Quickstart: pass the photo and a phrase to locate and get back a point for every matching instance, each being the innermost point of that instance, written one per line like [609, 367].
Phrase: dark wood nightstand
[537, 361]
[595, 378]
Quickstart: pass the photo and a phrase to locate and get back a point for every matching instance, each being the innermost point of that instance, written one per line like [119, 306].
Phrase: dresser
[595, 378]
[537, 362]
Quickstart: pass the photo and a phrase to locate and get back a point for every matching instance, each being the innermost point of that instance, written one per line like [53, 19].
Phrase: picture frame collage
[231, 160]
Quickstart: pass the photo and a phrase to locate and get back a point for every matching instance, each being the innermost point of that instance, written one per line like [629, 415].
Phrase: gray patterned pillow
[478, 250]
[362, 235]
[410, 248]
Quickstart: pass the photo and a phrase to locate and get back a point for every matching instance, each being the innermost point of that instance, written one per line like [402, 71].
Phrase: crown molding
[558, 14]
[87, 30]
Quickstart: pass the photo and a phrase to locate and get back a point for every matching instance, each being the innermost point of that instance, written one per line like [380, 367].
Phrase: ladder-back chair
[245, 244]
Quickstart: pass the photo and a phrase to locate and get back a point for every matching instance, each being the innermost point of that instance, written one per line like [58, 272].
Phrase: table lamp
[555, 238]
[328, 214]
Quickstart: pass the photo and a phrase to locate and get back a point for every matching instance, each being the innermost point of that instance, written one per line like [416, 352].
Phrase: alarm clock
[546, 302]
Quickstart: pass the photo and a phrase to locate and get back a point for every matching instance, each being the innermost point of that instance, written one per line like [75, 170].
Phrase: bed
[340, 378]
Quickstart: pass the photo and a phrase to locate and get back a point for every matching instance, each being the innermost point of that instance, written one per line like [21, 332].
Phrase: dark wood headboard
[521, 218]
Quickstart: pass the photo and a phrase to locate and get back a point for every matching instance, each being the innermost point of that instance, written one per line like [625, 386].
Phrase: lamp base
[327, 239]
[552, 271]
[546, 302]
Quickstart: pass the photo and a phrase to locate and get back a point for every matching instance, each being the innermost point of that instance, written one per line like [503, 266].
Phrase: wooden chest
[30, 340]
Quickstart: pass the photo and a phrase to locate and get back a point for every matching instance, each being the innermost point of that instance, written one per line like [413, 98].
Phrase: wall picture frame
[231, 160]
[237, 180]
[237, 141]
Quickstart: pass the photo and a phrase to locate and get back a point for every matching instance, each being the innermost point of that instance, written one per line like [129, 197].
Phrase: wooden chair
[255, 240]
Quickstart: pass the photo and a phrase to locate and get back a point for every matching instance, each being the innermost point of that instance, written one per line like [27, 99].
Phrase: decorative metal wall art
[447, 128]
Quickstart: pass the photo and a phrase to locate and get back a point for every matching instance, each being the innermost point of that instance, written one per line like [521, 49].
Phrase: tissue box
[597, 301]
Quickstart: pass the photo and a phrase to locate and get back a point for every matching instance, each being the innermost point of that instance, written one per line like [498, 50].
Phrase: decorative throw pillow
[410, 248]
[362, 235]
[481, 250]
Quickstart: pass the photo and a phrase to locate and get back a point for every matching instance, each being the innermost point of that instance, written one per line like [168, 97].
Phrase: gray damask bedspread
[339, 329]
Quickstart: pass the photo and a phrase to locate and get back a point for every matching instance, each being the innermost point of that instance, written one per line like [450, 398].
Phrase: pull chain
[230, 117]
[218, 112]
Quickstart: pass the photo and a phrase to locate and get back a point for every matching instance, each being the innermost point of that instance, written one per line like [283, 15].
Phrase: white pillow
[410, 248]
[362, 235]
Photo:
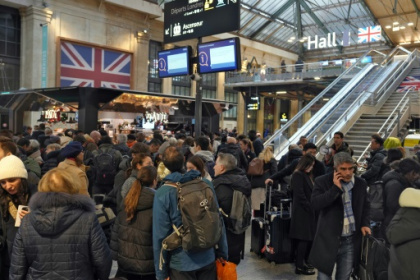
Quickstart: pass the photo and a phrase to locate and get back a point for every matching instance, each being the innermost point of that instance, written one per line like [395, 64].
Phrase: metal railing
[288, 72]
[393, 119]
[280, 137]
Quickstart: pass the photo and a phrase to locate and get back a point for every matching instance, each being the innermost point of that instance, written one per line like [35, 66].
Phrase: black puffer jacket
[373, 170]
[50, 162]
[132, 242]
[224, 184]
[394, 184]
[60, 239]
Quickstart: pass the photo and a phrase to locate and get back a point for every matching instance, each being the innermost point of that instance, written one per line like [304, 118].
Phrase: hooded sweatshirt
[60, 239]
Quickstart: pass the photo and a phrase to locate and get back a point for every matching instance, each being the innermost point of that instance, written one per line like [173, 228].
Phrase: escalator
[366, 86]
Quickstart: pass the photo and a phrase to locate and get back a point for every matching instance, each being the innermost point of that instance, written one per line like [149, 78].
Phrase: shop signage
[188, 19]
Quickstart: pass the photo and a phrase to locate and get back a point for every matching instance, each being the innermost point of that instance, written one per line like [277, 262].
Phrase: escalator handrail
[387, 120]
[313, 101]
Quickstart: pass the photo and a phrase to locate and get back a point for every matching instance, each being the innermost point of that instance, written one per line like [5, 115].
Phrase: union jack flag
[410, 82]
[89, 66]
[369, 34]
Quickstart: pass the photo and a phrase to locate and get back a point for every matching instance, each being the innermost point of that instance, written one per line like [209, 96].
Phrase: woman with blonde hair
[257, 182]
[132, 242]
[61, 234]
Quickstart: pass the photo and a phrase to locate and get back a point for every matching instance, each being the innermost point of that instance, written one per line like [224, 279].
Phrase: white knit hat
[12, 167]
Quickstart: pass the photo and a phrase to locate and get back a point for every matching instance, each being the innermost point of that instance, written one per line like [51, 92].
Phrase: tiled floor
[254, 268]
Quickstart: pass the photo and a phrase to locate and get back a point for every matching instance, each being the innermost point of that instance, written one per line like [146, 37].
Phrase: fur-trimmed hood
[53, 212]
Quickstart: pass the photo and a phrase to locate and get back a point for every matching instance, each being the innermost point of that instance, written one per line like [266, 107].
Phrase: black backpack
[376, 198]
[106, 170]
[202, 223]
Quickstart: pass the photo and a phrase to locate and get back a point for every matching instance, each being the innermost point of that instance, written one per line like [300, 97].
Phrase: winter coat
[327, 199]
[404, 235]
[109, 149]
[250, 155]
[303, 224]
[394, 183]
[258, 146]
[132, 242]
[224, 185]
[78, 173]
[123, 149]
[375, 163]
[127, 184]
[50, 162]
[113, 198]
[165, 214]
[236, 151]
[270, 168]
[60, 239]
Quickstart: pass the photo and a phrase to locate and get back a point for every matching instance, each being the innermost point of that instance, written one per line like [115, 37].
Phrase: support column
[88, 109]
[260, 116]
[294, 109]
[141, 56]
[276, 115]
[31, 46]
[241, 114]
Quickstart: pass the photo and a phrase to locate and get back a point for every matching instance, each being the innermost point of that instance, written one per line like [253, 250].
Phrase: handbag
[226, 270]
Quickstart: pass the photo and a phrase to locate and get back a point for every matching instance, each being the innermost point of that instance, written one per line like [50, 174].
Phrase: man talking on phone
[343, 205]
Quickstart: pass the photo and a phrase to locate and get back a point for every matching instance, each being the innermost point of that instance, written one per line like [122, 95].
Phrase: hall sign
[50, 114]
[364, 35]
[188, 19]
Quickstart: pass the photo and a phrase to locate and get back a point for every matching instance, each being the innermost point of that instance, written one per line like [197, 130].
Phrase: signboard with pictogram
[188, 19]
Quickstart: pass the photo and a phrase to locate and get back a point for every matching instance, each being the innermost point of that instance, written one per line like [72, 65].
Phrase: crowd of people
[54, 184]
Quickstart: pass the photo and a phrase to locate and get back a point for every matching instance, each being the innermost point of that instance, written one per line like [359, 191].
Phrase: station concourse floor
[254, 268]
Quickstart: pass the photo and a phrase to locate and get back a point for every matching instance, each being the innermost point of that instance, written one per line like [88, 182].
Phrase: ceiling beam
[318, 21]
[417, 12]
[273, 17]
[375, 21]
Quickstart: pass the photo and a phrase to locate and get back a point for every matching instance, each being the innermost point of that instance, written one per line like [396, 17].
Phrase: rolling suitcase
[257, 236]
[278, 245]
[258, 230]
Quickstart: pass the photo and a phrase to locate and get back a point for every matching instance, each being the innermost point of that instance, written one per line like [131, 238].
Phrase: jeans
[344, 261]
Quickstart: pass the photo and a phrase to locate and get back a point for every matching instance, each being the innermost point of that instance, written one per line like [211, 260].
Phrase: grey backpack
[201, 220]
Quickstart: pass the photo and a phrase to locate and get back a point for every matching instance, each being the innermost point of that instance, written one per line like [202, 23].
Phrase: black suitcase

***

**Your objective**. Starting at the line that contains "like [131, 238].", print every line through the end of the listing, word for word. Leave out all the rest.

**Answer to the problem**.
Quickstart: pass the photo and a phrase to locate and get back a point for every matching instance, each being the innermost point of that instance, written one per line like [131, 238].
Phrase: jeans
[344, 261]
Quickstart: pass the photo and a phrase to locate and get back a point for every matching instance, each being the innermost point of that instance, written one per line like [211, 260].
Phrase: grey backpack
[201, 220]
Quickstart: pass the photo and a phrase to locate and get back a point for every matching instance, each being the innermost point of that instance, written one per line like [202, 23].
Phrase: black suitcase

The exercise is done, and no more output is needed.